■ **PROBLEM TO WORK ON**: Which lines in the records below contain the word "image"? Pick out each one and copy it in full.

■ **RECORDS FOR THE EXERCISE**:
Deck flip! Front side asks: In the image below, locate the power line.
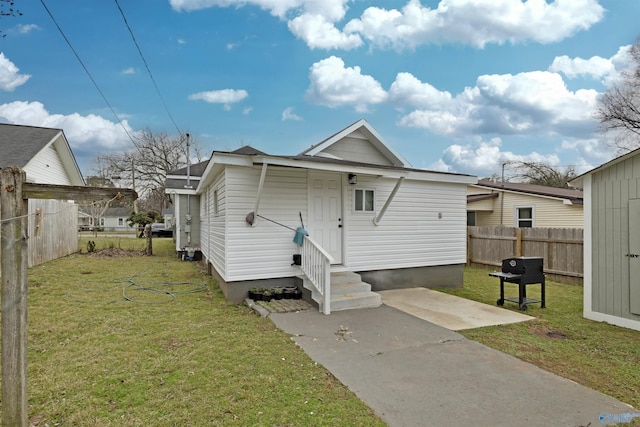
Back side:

--

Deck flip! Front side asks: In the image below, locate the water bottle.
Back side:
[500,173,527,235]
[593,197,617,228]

■ **RESPONSE BELOW**:
Deck flip! Front side asks: In the image below, locate the power line.
Deck flip! Front side asks: In the image below, locate the water bottle.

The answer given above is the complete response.